▶ [Your instructions]:
Please format every line of the entries below as a JSON list of strings, one string per line, skipping blank lines. Leave the pictures out of your answer.

▶ [Records of labeled boxes]:
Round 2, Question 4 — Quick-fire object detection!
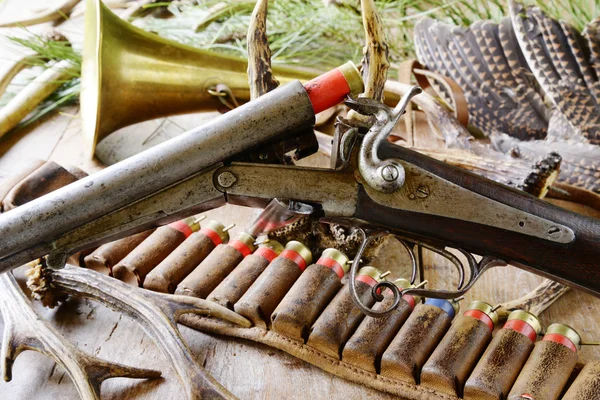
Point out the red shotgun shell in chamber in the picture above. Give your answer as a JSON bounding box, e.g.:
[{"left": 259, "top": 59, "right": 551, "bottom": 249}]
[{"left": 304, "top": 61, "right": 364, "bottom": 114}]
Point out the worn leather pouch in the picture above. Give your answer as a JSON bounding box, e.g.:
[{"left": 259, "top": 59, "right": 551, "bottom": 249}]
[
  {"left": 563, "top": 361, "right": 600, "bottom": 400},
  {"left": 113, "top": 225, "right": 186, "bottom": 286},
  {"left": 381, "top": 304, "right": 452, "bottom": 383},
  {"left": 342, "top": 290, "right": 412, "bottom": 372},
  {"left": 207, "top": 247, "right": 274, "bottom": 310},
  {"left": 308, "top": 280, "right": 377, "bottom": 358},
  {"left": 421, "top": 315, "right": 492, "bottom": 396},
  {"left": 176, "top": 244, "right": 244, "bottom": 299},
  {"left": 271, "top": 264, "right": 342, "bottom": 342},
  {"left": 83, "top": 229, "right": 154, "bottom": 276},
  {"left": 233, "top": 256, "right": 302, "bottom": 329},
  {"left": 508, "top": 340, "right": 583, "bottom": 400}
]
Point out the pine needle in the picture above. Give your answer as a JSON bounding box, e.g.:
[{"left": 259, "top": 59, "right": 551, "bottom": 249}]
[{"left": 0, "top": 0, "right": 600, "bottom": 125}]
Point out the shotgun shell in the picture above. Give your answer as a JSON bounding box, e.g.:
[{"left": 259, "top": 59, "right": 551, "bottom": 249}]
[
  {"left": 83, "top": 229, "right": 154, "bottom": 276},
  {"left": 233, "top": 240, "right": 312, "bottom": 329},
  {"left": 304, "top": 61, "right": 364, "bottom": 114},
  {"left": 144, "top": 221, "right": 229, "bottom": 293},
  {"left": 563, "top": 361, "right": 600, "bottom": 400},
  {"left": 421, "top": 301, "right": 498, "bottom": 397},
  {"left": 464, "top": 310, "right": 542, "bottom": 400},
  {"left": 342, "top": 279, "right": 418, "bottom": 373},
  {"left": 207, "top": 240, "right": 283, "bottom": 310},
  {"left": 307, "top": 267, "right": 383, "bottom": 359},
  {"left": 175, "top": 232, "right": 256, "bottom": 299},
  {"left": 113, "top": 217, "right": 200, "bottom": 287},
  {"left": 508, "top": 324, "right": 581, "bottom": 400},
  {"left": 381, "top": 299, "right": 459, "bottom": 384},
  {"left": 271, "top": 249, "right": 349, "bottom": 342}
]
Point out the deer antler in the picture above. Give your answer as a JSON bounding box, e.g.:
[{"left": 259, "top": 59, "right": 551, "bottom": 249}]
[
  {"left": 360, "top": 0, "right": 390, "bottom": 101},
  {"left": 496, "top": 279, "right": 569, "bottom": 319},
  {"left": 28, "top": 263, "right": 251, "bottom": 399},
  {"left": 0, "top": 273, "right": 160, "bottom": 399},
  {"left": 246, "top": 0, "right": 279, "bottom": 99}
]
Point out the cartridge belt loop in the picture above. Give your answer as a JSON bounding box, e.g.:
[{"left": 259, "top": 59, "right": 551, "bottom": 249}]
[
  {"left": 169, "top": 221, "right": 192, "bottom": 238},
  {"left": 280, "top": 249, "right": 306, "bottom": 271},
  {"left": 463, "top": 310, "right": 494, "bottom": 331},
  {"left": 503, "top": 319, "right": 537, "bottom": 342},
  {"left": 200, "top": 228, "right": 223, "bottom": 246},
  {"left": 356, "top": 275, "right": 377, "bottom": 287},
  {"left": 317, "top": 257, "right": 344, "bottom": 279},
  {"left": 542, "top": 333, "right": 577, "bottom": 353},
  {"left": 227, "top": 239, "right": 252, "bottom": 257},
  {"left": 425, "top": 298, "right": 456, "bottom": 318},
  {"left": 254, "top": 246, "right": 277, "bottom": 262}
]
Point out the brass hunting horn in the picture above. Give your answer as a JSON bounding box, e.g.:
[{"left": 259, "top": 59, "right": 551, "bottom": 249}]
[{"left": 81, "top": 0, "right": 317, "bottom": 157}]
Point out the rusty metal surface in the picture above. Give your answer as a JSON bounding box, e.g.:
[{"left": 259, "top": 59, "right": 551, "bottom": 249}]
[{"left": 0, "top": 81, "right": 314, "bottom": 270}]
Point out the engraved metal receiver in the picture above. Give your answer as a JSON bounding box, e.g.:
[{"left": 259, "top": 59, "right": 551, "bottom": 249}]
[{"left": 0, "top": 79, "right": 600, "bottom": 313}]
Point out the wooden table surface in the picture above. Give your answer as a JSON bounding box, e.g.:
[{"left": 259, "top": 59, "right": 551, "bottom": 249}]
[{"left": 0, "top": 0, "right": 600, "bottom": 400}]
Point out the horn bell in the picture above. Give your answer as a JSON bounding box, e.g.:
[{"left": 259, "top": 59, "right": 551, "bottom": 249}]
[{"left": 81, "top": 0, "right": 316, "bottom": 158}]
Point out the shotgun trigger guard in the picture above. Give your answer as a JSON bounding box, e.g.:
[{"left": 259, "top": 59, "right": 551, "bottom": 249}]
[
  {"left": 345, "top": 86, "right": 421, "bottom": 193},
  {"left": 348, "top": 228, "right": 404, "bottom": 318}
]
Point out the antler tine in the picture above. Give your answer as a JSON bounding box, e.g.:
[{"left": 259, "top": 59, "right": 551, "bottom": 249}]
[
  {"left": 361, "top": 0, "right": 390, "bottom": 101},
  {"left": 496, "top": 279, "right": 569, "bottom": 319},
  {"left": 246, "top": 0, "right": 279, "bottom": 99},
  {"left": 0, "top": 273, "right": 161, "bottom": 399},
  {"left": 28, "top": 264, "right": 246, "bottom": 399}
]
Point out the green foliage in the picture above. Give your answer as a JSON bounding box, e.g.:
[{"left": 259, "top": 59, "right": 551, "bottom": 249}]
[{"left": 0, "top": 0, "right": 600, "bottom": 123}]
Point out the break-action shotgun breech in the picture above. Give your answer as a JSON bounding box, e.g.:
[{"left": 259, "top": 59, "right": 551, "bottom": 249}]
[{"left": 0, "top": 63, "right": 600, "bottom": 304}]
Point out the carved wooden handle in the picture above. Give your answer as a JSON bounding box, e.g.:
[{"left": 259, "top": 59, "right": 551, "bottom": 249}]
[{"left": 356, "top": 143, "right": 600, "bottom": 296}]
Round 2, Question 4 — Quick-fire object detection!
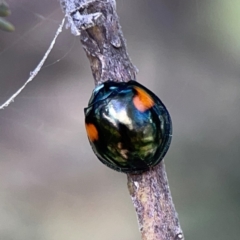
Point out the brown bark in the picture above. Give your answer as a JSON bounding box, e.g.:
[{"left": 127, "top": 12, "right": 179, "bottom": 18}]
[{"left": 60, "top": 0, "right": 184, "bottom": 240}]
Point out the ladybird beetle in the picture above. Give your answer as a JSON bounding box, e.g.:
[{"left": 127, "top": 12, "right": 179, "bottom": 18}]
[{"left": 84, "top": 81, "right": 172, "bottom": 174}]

▶ [Expected answer]:
[
  "Round 2, Question 4 — Quick-fire object detection!",
  "Point out the red shotgun shell in chamber in the picture above. Give your answer as a JSON bounding box, e.g.:",
  "[{\"left\": 259, \"top\": 59, \"right\": 551, \"bottom\": 249}]",
  "[{\"left\": 304, \"top\": 61, \"right\": 364, \"bottom\": 114}]",
  "Point out the worn leather pouch in the picture above. Give your answer as a JSON bounding box, e.g.:",
  "[{\"left\": 259, \"top\": 59, \"right\": 551, \"bottom\": 249}]",
  "[",
  "  {\"left\": 563, \"top\": 361, \"right\": 600, \"bottom\": 400},",
  "  {\"left\": 113, \"top\": 225, \"right\": 186, \"bottom\": 286},",
  "  {\"left\": 381, \"top\": 304, \"right\": 452, \"bottom\": 383},",
  "  {\"left\": 342, \"top\": 290, \"right\": 412, \"bottom\": 372},",
  "  {\"left\": 207, \"top\": 247, \"right\": 274, \"bottom\": 310},",
  "  {\"left\": 308, \"top\": 280, \"right\": 377, \"bottom\": 358},",
  "  {\"left\": 421, \"top\": 315, \"right\": 492, \"bottom\": 396},",
  "  {\"left\": 176, \"top\": 244, \"right\": 244, \"bottom\": 299},",
  "  {\"left\": 271, \"top\": 264, \"right\": 342, \"bottom\": 342},",
  "  {\"left\": 83, \"top\": 229, \"right\": 154, \"bottom\": 276},",
  "  {\"left\": 233, \"top\": 256, \"right\": 302, \"bottom\": 329},",
  "  {\"left\": 508, \"top\": 340, \"right\": 583, \"bottom\": 400}",
  "]",
  "Point out the pine needle in the picture above. Give your answer as a JSON bounding box, e.g.:",
  "[{\"left\": 259, \"top\": 59, \"right\": 551, \"bottom\": 249}]",
  "[{\"left\": 0, \"top\": 0, \"right\": 600, \"bottom\": 125}]",
  "Point out the shotgun shell in the picture above. Give your answer as a JSON bounding box, e.g.:",
  "[{\"left\": 259, \"top\": 59, \"right\": 551, \"bottom\": 249}]",
  "[",
  "  {\"left\": 83, \"top\": 229, \"right\": 154, \"bottom\": 276},",
  "  {\"left\": 233, \"top\": 240, \"right\": 312, \"bottom\": 329},",
  "  {\"left\": 304, \"top\": 61, \"right\": 364, \"bottom\": 114},",
  "  {\"left\": 144, \"top\": 221, \"right\": 229, \"bottom\": 293},",
  "  {\"left\": 563, \"top\": 361, \"right\": 600, \"bottom\": 400},",
  "  {\"left\": 421, \"top\": 301, \"right\": 498, \"bottom\": 397},",
  "  {\"left\": 464, \"top\": 310, \"right\": 542, \"bottom\": 400},",
  "  {\"left\": 342, \"top\": 279, \"right\": 418, \"bottom\": 373},",
  "  {\"left\": 207, \"top\": 240, \"right\": 283, \"bottom\": 310},",
  "  {\"left\": 307, \"top\": 267, \"right\": 383, \"bottom\": 359},",
  "  {\"left\": 175, \"top\": 232, \"right\": 256, \"bottom\": 299},",
  "  {\"left\": 113, \"top\": 217, \"right\": 200, \"bottom\": 287},",
  "  {\"left\": 508, \"top\": 324, \"right\": 581, \"bottom\": 400},",
  "  {\"left\": 381, \"top\": 299, \"right\": 459, \"bottom\": 384},",
  "  {\"left\": 271, \"top\": 249, \"right\": 349, \"bottom\": 342}",
  "]",
  "Point out the deer antler in the picture above. Give your answer as a JSON bounding box, e.g.:",
  "[{\"left\": 259, \"top\": 59, \"right\": 551, \"bottom\": 249}]",
  "[",
  "  {\"left\": 360, \"top\": 0, \"right\": 390, \"bottom\": 101},",
  "  {\"left\": 496, \"top\": 279, \"right\": 569, \"bottom\": 319},",
  "  {\"left\": 28, \"top\": 263, \"right\": 251, \"bottom\": 399},",
  "  {\"left\": 0, \"top\": 273, \"right\": 160, \"bottom\": 399},",
  "  {\"left\": 246, \"top\": 0, \"right\": 279, \"bottom\": 99}",
  "]",
  "Point out the cartridge belt loop in the picture above. Give your answer as a JSON bounding box, e.g.:",
  "[{\"left\": 259, \"top\": 59, \"right\": 551, \"bottom\": 249}]",
  "[",
  "  {\"left\": 169, \"top\": 221, \"right\": 192, \"bottom\": 238},",
  "  {\"left\": 280, \"top\": 249, \"right\": 306, \"bottom\": 271},",
  "  {\"left\": 463, \"top\": 310, \"right\": 494, \"bottom\": 331},",
  "  {\"left\": 503, \"top\": 319, \"right\": 537, \"bottom\": 342},",
  "  {\"left\": 200, \"top\": 228, \"right\": 223, \"bottom\": 246},",
  "  {\"left\": 356, \"top\": 275, \"right\": 377, \"bottom\": 287},",
  "  {\"left\": 317, \"top\": 257, \"right\": 344, \"bottom\": 279},",
  "  {\"left\": 542, \"top\": 333, \"right\": 577, \"bottom\": 353},",
  "  {\"left\": 227, \"top\": 239, \"right\": 252, \"bottom\": 257},",
  "  {\"left\": 425, \"top\": 298, \"right\": 456, \"bottom\": 318},",
  "  {\"left\": 254, \"top\": 246, \"right\": 277, \"bottom\": 262}",
  "]",
  "Point out the brass hunting horn in the picture above. Give your answer as a JSON bounding box, e.g.:",
  "[{\"left\": 259, \"top\": 59, \"right\": 551, \"bottom\": 249}]",
  "[{\"left\": 81, \"top\": 0, \"right\": 317, \"bottom\": 157}]",
  "Point out the rusty metal surface in the picture above. Give your answer as a JSON bounding box, e.g.:",
  "[{\"left\": 259, \"top\": 59, \"right\": 551, \"bottom\": 249}]",
  "[{\"left\": 0, \"top\": 81, \"right\": 314, \"bottom\": 270}]",
  "Point out the engraved metal receiver in the picture above. Give your answer as a JSON bounding box, e.g.:",
  "[{\"left\": 259, \"top\": 59, \"right\": 551, \"bottom\": 249}]",
  "[{\"left\": 0, \"top\": 79, \"right\": 600, \"bottom\": 313}]",
  "Point out the wooden table surface in the picture above. Give your answer as a JSON bounding box, e.g.:",
  "[{\"left\": 259, \"top\": 59, \"right\": 551, \"bottom\": 249}]",
  "[{\"left\": 0, \"top\": 0, \"right\": 600, \"bottom\": 400}]",
  "Point out the horn bell in the picture above. Give your answer as a JSON bounding box, e.g.:",
  "[{\"left\": 259, \"top\": 59, \"right\": 551, \"bottom\": 249}]",
  "[{\"left\": 81, \"top\": 0, \"right\": 316, \"bottom\": 158}]",
  "Point out the shotgun trigger guard in the picture above. Give your answer as a JSON bounding box, e.g.:",
  "[{\"left\": 259, \"top\": 59, \"right\": 551, \"bottom\": 249}]",
  "[",
  "  {\"left\": 345, \"top\": 86, \"right\": 421, \"bottom\": 193},",
  "  {\"left\": 348, \"top\": 228, \"right\": 404, \"bottom\": 318}",
  "]",
  "Point out the antler tine in the picture above. Give your answer as a JSON bounding box, e.g.:",
  "[{\"left\": 259, \"top\": 59, \"right\": 551, \"bottom\": 249}]",
  "[",
  "  {\"left\": 361, \"top\": 0, \"right\": 390, \"bottom\": 101},",
  "  {\"left\": 496, \"top\": 279, \"right\": 569, \"bottom\": 319},",
  "  {\"left\": 246, \"top\": 0, \"right\": 279, \"bottom\": 99},",
  "  {\"left\": 0, \"top\": 273, \"right\": 161, \"bottom\": 399},",
  "  {\"left\": 28, \"top\": 264, \"right\": 246, \"bottom\": 399}",
  "]",
  "Point out the green foliage in the picture above. Give your answer as a JSON bounding box, e.g.:",
  "[{\"left\": 259, \"top\": 59, \"right\": 551, \"bottom\": 249}]",
  "[{\"left\": 0, \"top\": 0, \"right\": 600, \"bottom\": 123}]",
  "Point out the break-action shotgun breech in the picture above. Give your answer as a JSON bounding box, e.g.:",
  "[{\"left\": 259, \"top\": 59, \"right\": 551, \"bottom\": 249}]",
  "[{\"left\": 0, \"top\": 63, \"right\": 600, \"bottom\": 304}]",
  "Point out the carved wooden handle in the picture above. Give your answer as a JSON bounding box, e.g.:",
  "[{\"left\": 259, \"top\": 59, \"right\": 551, \"bottom\": 249}]",
  "[{\"left\": 356, \"top\": 143, \"right\": 600, \"bottom\": 296}]",
  "Round 2, Question 4 — Quick-fire object detection!",
  "Point out the brown bark in the picture above. Give your answer as a JSON bounding box, e.g.:",
  "[{\"left\": 127, \"top\": 12, \"right\": 179, \"bottom\": 18}]",
  "[{\"left\": 60, \"top\": 0, \"right\": 184, \"bottom\": 240}]",
  "Point out the ladybird beetle in the picture above. Give your answer as a JSON bounding box, e.g.:",
  "[{\"left\": 127, \"top\": 12, \"right\": 179, \"bottom\": 18}]",
  "[{\"left\": 84, \"top\": 81, \"right\": 172, \"bottom\": 174}]"
]